WHAT TO DO:
All lines holding the word "elephant" are to be copied from the records beneath.

GIVEN RECORDS:
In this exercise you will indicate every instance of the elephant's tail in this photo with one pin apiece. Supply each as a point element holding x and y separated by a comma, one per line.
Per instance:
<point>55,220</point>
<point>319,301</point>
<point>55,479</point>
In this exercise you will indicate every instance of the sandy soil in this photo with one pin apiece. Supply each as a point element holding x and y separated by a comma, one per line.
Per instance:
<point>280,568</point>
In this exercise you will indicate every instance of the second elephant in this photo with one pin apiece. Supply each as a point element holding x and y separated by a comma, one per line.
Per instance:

SOLUTION:
In this exercise you will indicate every instance of the elephant's tail in this photo with one pin apiece. Supply each as a point element holding x and y separated by a comma, one per line.
In this exercise you will indicate every instance of the second elephant in this photo with one pin apiece. Supply each as a point element holding x and y separated by a comma, one per line.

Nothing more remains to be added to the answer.